SEZIONE DEL DOCUMENTO:

◆ ◆ ◆

Dopo i contributi di Walter Siti, Francesco Pacifico, Filippo D’Angelo, Marco Rossari, Silvia Pareschi e Luca Ricci, continua la serie di pezzi sull’arte della scrittura pubblicati grazie alla collaborazione di Snaporaz con la scuola Belleville.

Me ne sono accorta qualche anno fa, quando alla presentazione di un mio libro un signore ha alzato la mano. “Possiamo picchiarlo?”. Sono caduta dalle nuvole – chi voleva picchiare, quel signore di Torino, così gentile da alzare la mano per intervenire, come a scuola? È saltato fuori che aveva letto il libro con il suo club di lettura e, all’incontro in cui ne avevano discusso insieme, si era parlato soprattutto della vigliaccheria di quel fidanzato che non solo mi aveva lasciata, ma addirittura tradita con la mia amica, senza peritarsi di nascondere gli indizi. E ora che ero lì davanti a lui in carne e ossa, quel signore tanto gentile pretendeva di sapere il nome e il cognome del fedifrago, per potergli dare una bella lezione. 

Provai a spiegare che la storia l’avevo inventata mescolando frammenti di vita vissuta a una trama di fantasia; vidi che nessuno mi credeva. Il signore, sempre cortese, era solo deluso di dover deporre le sue bellicose profferte. Gli altri, mi parve, avevano perso interesse, come se li avessi ingannati.

Avvisaglie ne avevo già avute dai tempi del mio primo romanzo, anche se avevo fatto di tutto per ignorarle. Mi ero dovuta inventare, allora, una maniera per allentare l’inflessibile vigilanza censoria che mi costringeva a cancellare qualsiasi paragrafo scrivessi, come un’esasperata Penelope preda del disprezzo di sé. L’impulso all’invenzione, che mi ero applicata a soffocare con severo perfezionismo fin dall’adolescenza, era tornato a manifestarsi con l’esasperante insistenza di un sintomo nevrotico; così che per concedermi di scrivere, o quantomeno di provarci, pensai bene di inventarmi una voce lontana da me, che potesse farmi da maschera e da cassa di risonanza, stornare lo sguardo che mi giudicava con disprezzo: il mio sguardo di dottoranda diligente. Protetta da quel travestimento, pensavo, avrei potuto tentare di dar forma a un’esperienza del vivere che non sarebbe stata la mia, anche se si sarebbe nutrita dei miei pensieri, desideri, proiezioni e parole. Soprattutto, le parole: mi interessava intesserle in un discorso che potesse azzardarsi a dire qualcosa di vero dentro una cornice di finzione, sfuggendo alle maglie dell’esattezza accademica dentro cui iniziavo a sentirmi languire. Così mi costruii una sorta di alter ego fastidioso, una narratrice urticante. Le affidai un’esperienza inventata, impastando briciole delle mie esperienze con paure, riflessioni, osservazioni, caratteristiche che arrivavano da un altrove indefinito: da persone che avevo conosciuto, da personaggi immaginati, conosciuti in altri libri. Che per me erano reali, ma al modo in cui sono reali i personaggi: non mi era mai importato di conoscere gli ingredienti della ricetta secondo la quale erano stati composti.

◆ ◆ ◆

RIGHE MOSTRATE:
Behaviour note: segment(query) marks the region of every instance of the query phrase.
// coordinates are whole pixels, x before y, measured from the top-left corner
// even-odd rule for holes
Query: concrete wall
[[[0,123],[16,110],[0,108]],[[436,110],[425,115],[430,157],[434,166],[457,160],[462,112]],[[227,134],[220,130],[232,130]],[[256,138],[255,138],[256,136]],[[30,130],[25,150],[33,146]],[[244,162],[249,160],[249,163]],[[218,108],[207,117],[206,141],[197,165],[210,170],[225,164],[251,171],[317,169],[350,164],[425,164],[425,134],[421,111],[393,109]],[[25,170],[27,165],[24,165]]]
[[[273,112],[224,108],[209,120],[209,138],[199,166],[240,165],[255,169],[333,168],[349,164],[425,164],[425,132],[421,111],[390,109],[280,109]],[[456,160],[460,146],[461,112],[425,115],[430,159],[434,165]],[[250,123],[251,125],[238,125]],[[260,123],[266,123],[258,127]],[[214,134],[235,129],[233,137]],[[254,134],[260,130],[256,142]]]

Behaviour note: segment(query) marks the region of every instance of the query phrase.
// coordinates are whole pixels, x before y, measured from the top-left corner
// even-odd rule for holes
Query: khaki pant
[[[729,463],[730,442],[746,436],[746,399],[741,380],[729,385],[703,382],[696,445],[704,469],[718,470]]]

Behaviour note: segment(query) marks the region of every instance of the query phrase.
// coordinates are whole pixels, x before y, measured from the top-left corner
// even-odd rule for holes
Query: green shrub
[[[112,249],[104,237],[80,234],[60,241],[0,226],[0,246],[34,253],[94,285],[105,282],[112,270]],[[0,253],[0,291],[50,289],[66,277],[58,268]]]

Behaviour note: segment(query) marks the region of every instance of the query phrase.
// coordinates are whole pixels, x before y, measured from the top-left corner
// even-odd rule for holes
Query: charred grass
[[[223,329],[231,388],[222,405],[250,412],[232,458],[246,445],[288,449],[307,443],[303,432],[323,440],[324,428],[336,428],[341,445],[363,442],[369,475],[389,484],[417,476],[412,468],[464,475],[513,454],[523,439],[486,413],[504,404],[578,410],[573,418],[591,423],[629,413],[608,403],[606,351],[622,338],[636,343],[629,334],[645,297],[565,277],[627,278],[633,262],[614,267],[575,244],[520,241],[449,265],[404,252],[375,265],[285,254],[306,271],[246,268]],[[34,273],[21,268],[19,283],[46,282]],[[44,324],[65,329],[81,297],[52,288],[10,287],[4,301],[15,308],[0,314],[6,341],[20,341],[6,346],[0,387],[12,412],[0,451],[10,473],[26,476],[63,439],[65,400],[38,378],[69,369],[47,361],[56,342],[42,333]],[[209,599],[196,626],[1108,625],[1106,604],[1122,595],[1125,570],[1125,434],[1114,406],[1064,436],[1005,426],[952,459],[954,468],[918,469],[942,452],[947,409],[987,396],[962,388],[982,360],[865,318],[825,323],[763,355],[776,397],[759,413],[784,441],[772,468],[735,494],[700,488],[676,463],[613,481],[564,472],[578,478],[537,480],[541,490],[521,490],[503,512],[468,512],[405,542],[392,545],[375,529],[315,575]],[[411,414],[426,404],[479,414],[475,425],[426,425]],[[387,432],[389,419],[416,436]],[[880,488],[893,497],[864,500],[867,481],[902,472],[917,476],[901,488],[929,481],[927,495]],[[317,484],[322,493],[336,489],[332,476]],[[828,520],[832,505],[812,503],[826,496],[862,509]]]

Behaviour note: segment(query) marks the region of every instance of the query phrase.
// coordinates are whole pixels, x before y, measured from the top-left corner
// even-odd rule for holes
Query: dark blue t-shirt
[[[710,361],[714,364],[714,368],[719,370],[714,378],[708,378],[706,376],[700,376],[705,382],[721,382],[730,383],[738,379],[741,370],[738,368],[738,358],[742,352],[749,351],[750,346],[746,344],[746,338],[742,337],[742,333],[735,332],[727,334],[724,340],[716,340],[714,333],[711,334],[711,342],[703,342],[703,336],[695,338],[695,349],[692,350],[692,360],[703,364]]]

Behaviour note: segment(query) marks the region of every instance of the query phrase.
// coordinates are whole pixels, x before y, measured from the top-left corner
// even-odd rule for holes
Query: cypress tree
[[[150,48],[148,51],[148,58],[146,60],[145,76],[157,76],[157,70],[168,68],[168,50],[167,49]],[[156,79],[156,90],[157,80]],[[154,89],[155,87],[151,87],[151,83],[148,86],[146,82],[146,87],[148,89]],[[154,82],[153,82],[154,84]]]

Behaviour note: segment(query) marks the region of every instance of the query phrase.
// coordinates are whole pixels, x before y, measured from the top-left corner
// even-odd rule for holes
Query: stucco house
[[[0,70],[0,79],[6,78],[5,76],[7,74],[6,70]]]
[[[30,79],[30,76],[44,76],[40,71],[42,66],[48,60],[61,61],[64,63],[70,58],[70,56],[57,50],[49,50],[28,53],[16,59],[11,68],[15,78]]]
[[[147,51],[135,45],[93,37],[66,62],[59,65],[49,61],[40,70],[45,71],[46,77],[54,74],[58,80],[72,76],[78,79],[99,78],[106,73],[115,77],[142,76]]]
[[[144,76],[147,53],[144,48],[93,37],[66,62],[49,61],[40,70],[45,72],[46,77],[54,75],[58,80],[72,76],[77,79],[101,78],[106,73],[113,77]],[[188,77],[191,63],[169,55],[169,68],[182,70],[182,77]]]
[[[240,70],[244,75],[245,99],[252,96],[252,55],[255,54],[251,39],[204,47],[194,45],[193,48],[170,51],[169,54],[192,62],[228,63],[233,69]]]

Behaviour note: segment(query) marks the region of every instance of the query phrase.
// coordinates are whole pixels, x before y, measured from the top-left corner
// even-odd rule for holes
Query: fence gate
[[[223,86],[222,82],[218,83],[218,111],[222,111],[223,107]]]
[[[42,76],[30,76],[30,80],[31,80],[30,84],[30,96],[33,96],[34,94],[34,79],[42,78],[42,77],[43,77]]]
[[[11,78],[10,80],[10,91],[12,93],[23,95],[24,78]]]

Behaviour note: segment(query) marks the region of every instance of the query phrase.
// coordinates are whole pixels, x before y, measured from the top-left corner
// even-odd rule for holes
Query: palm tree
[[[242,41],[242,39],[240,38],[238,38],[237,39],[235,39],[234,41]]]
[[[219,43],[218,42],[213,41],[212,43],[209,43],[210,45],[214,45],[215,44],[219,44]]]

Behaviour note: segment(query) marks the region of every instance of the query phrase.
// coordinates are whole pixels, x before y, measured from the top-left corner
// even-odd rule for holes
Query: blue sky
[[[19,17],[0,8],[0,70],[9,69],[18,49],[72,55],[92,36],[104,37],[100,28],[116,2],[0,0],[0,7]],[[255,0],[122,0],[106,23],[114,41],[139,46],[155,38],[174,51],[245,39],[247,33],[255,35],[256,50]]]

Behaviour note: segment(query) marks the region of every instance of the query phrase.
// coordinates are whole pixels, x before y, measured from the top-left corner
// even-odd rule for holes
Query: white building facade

◆ ◆ ◆

COSE DA FARE:
A. Puoi ricopiare dal testo sull'invenzione letteraria il passo compreso tra "Provai a spiegare" e "li avessi ingannati.", estremi inclusi?
B. Puoi proseguire il testo sull'invenzione letteraria a partire dalla sua ultima frase?

ELENCO RISPOSTE:
A.
Provai a spiegare che la storia l’avevo inventata mescolando frammenti di vita vissuta a una trama di fantasia; vidi che nessuno mi credeva. Il signore, sempre cortese, era solo deluso di dover deporre le sue bellicose profferte. Gli altri, mi parve, avevano perso interesse, come se li avessi ingannati.

B.
Quando cominciai a incontrare le mie prime lettrici e lettori, capitava che mi facessero notare di avermi “immaginata molto diversa, leggendo”; e saltava poi fuori che istintivamente mi avevano attribuito il carattere di una persona che nella realtà non esisteva, che era solo la voce, il personaggio. Ogni volta finivamo per ridere del caratteraccio di quella voce irritante, e con facilità mi smarcavo dalla sua ombra; mi stupivo però anche, in qualche misura, di quanto fosse ovvia, quella sovrapposizione. Ne attribuivo la responsabilità a fattori esteriori. Più tardi, leggendo un’osservazione di Hilary Mantel sulla prossimità percepita fra la cosiddetta “scrittura femminile” e un esercizio diaristico abbracciato non per scelta poetica ma in un certo senso per destino – corollario della teoria, ancora tacitamente condivisa, per cui l’universale sarebbe maschile – mi è capitato di pensare che fosse la mia prosa inclinata verso l’introspezione della protagonista a instillare il sospetto che si trattasse di autobiografia. Ma io stessa avevo giocato sull’ambivalenza di un passato condiviso con la narratrice, che avevo immaginato frequentare la mia stessa scuola. Le avevo persino dato il nome che da ragazzina, quando mi presentavo bisbigliando il mio alla velocità imposta dalla timidezza, capitava che gli interlocutori mi attribuissero per fraintendimento: Gaia, anziché Ilaria. Qualche volta, sempre per timidezza, evitavo di rettificare. 

Di fronte a un alter ego insopportabile, dire “non sono io” era stato facile, invece; un modo per sentirmi scagionata, perdonata, migliore. Persino troppo facile; forse per questo nel tempo ho creato avatar meno detestabili, per confondere le acque e mettermi in difficoltà, per costringermi a una posizione più scomoda, come davanti a quel gentilissimo signore che ho deluso stornando dalla mia persona la simpatia che aveva provato per un personaggio.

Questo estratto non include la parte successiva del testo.